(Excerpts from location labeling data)
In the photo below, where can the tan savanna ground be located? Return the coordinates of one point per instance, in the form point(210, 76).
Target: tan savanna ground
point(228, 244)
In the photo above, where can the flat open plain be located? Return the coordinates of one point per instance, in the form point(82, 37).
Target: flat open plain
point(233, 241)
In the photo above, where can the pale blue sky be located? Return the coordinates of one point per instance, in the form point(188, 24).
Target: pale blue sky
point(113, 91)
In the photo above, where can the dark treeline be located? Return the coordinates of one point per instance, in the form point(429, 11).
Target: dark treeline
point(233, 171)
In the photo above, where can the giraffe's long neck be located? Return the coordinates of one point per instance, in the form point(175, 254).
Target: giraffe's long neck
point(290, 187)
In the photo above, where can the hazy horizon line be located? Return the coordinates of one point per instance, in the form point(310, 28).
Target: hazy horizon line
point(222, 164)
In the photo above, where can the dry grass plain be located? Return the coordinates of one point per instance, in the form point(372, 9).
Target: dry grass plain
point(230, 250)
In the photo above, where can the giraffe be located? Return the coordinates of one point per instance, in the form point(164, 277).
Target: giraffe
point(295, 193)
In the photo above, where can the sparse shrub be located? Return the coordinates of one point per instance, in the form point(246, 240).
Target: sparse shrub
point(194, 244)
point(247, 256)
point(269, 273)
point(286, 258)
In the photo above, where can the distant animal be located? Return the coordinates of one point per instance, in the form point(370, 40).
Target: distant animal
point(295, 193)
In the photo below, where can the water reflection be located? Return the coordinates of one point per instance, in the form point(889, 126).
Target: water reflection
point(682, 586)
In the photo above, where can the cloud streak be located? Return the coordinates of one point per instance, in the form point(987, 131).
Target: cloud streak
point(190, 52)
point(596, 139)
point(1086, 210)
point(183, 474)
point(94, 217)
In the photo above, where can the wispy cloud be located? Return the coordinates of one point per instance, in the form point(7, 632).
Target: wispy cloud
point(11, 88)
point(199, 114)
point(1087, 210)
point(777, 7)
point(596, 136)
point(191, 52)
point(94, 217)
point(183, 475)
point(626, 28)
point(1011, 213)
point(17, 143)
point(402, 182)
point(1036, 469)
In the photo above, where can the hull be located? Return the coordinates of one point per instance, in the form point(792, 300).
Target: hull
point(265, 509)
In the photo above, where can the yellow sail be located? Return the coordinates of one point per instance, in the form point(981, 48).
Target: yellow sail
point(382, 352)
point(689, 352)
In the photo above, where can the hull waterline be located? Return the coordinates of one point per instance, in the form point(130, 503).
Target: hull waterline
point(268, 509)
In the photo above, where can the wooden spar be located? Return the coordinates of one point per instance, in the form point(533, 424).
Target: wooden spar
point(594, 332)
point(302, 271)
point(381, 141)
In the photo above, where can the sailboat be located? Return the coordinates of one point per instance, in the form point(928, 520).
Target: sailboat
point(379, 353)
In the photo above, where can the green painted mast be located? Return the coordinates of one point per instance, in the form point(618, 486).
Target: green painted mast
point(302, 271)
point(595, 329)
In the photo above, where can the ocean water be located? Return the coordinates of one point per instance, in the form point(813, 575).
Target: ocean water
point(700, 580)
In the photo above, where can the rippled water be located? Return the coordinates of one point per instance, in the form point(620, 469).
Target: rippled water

BRIEF - Write out the material verbatim, starting with its first line and going on through the line with "point(222, 164)".

TASK RESULT -
In the photo below, where can the tan savanna ground be located? Return the coordinates of one point per instance, in the form point(210, 76).
Target: tan savanna ground
point(228, 244)
In the photo above, where can the flat open plain be located? Return the coordinates of one point per instance, in the form point(82, 37).
Target: flat open plain
point(233, 241)
In the photo above, where can the pale blue sky be located? Return the coordinates of one point per instance, in the form point(188, 24).
Target: pale blue sky
point(113, 91)
In the photo above, where can the dark treeline be located? Return the coordinates of one point per instance, in the form point(429, 11).
Target: dark treeline
point(233, 171)
In the photo above, where can the giraffe's long neck be located? Return the coordinates of one point per instance, in the form point(175, 254).
Target: giraffe's long neck
point(290, 187)
In the photo above, where can the hazy horizon line be located? Return the coordinates of one point per instance, in the form point(310, 28).
Target: hazy horizon line
point(222, 164)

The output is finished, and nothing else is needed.